_Goal of the exercise:_ Identify each line of the listing that contains the word "white" and copy those lines.

────────────────────

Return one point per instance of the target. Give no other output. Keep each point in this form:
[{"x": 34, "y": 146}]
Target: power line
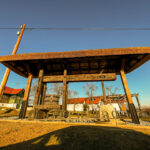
[{"x": 76, "y": 29}]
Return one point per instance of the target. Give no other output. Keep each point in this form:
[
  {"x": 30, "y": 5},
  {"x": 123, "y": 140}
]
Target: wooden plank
[
  {"x": 43, "y": 93},
  {"x": 26, "y": 97},
  {"x": 78, "y": 54},
  {"x": 39, "y": 87},
  {"x": 125, "y": 85},
  {"x": 131, "y": 106},
  {"x": 139, "y": 63},
  {"x": 81, "y": 78},
  {"x": 64, "y": 98},
  {"x": 104, "y": 93}
]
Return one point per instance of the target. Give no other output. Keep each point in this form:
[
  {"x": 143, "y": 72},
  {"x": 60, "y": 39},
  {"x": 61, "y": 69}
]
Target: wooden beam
[
  {"x": 64, "y": 98},
  {"x": 139, "y": 63},
  {"x": 26, "y": 97},
  {"x": 81, "y": 78},
  {"x": 43, "y": 93},
  {"x": 39, "y": 87},
  {"x": 132, "y": 109},
  {"x": 104, "y": 93},
  {"x": 7, "y": 72}
]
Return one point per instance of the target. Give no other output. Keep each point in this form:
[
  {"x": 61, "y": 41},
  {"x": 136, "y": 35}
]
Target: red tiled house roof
[
  {"x": 83, "y": 100},
  {"x": 12, "y": 91},
  {"x": 95, "y": 101}
]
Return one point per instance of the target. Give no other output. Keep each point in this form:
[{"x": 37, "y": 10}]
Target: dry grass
[{"x": 45, "y": 135}]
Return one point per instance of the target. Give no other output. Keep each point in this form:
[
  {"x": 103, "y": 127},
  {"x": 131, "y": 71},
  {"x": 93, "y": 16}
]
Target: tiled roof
[
  {"x": 96, "y": 100},
  {"x": 83, "y": 100},
  {"x": 9, "y": 90}
]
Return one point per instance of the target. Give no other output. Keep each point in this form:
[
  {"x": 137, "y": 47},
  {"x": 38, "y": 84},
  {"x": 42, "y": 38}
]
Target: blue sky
[{"x": 78, "y": 13}]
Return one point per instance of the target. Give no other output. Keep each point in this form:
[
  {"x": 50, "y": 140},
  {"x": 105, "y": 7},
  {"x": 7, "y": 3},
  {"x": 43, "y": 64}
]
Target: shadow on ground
[{"x": 88, "y": 138}]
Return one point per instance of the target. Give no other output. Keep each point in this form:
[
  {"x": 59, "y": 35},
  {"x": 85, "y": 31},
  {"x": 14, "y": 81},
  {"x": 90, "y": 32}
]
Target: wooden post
[
  {"x": 64, "y": 100},
  {"x": 26, "y": 97},
  {"x": 104, "y": 93},
  {"x": 6, "y": 75},
  {"x": 139, "y": 105},
  {"x": 39, "y": 88},
  {"x": 132, "y": 109},
  {"x": 43, "y": 93},
  {"x": 37, "y": 99}
]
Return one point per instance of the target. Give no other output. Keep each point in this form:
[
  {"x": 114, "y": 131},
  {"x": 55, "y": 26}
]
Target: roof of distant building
[{"x": 96, "y": 100}]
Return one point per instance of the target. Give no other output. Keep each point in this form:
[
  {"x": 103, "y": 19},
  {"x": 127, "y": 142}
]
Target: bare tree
[
  {"x": 57, "y": 88},
  {"x": 111, "y": 91},
  {"x": 72, "y": 94},
  {"x": 90, "y": 90}
]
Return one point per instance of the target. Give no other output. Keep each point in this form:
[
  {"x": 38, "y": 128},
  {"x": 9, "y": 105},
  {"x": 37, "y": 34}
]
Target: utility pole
[{"x": 7, "y": 72}]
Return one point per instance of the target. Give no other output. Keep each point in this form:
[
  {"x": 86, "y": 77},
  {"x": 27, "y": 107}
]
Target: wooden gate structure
[{"x": 76, "y": 66}]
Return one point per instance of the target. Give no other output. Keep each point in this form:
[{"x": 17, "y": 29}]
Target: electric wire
[{"x": 75, "y": 29}]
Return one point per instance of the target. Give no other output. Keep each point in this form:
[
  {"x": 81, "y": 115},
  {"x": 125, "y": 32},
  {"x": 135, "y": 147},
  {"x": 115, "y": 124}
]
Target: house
[
  {"x": 79, "y": 104},
  {"x": 12, "y": 97}
]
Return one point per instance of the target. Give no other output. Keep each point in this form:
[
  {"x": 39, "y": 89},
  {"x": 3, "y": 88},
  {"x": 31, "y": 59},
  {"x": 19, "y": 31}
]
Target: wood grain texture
[{"x": 78, "y": 62}]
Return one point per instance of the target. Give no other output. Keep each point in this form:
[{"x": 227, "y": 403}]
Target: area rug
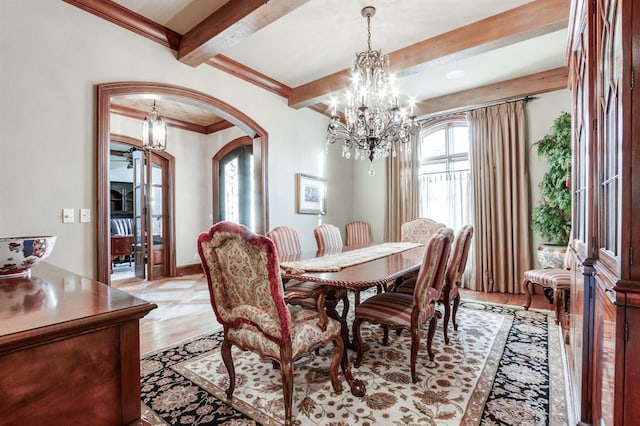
[{"x": 503, "y": 366}]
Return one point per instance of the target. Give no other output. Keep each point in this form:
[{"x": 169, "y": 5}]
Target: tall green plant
[{"x": 551, "y": 218}]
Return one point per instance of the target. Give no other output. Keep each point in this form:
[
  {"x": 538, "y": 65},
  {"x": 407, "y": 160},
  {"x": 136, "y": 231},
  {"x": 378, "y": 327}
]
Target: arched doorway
[{"x": 161, "y": 90}]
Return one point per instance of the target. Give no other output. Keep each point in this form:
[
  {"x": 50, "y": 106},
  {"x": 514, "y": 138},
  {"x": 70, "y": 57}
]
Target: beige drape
[
  {"x": 402, "y": 190},
  {"x": 500, "y": 197}
]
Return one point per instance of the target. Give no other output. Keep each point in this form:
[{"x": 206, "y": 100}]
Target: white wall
[{"x": 53, "y": 56}]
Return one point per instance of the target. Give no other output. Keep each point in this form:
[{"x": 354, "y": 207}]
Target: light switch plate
[
  {"x": 67, "y": 216},
  {"x": 85, "y": 215}
]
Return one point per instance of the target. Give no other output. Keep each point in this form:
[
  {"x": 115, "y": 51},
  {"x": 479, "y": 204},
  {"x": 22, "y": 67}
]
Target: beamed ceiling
[{"x": 302, "y": 49}]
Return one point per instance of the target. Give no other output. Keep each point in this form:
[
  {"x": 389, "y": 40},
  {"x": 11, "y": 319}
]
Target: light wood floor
[{"x": 184, "y": 310}]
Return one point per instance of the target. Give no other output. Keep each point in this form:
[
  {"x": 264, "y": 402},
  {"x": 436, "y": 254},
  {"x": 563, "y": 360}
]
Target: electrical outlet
[
  {"x": 68, "y": 216},
  {"x": 85, "y": 215}
]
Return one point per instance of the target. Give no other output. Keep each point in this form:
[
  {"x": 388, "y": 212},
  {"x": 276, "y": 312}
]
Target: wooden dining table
[{"x": 361, "y": 276}]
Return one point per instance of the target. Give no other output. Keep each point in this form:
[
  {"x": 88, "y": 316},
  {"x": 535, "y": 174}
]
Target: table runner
[{"x": 337, "y": 261}]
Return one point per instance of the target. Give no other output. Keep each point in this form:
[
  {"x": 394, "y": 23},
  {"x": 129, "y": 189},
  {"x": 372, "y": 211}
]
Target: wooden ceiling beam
[
  {"x": 530, "y": 20},
  {"x": 229, "y": 25},
  {"x": 542, "y": 82}
]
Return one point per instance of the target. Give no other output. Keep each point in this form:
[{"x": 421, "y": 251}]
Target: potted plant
[{"x": 551, "y": 218}]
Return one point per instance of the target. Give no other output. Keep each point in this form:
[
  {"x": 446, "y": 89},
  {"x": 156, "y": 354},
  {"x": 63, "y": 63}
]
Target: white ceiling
[{"x": 321, "y": 37}]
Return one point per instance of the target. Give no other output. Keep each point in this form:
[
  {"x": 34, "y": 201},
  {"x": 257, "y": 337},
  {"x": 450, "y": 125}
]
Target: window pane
[
  {"x": 433, "y": 168},
  {"x": 460, "y": 165},
  {"x": 460, "y": 139},
  {"x": 434, "y": 144}
]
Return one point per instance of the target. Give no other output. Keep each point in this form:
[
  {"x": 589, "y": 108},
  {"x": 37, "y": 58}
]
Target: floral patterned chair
[
  {"x": 247, "y": 297},
  {"x": 453, "y": 279},
  {"x": 358, "y": 233},
  {"x": 401, "y": 310}
]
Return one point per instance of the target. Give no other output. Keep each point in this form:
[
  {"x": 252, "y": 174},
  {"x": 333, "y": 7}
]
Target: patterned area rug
[{"x": 502, "y": 366}]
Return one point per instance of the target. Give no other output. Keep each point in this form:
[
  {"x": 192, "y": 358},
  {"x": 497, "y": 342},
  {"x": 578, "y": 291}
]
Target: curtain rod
[{"x": 438, "y": 116}]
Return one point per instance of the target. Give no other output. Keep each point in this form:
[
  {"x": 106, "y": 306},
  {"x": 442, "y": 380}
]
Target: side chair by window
[
  {"x": 358, "y": 233},
  {"x": 453, "y": 279},
  {"x": 401, "y": 310},
  {"x": 558, "y": 280},
  {"x": 247, "y": 298}
]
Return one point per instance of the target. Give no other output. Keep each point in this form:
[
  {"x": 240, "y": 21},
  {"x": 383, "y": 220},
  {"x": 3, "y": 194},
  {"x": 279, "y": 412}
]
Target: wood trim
[
  {"x": 192, "y": 269},
  {"x": 104, "y": 93},
  {"x": 125, "y": 18},
  {"x": 542, "y": 82},
  {"x": 179, "y": 124},
  {"x": 229, "y": 25},
  {"x": 515, "y": 25},
  {"x": 245, "y": 73}
]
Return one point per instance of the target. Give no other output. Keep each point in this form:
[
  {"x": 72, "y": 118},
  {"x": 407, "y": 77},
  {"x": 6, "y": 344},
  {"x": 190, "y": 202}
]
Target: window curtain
[
  {"x": 445, "y": 198},
  {"x": 500, "y": 197},
  {"x": 402, "y": 190}
]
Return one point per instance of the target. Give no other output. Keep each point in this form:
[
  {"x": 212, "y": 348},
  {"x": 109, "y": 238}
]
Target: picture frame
[{"x": 310, "y": 194}]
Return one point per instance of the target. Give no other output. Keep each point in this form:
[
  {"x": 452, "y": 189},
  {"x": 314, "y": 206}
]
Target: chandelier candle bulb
[{"x": 374, "y": 121}]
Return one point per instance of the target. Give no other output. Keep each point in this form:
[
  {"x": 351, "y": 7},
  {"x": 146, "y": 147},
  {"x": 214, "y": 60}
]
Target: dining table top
[{"x": 360, "y": 276}]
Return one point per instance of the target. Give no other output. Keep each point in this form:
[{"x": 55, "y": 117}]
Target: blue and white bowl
[{"x": 19, "y": 254}]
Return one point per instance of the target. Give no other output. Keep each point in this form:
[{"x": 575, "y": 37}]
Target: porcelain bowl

────────────────────

_Expected output:_
Target: white wall
Target: white ceiling
Target: blue and white bowl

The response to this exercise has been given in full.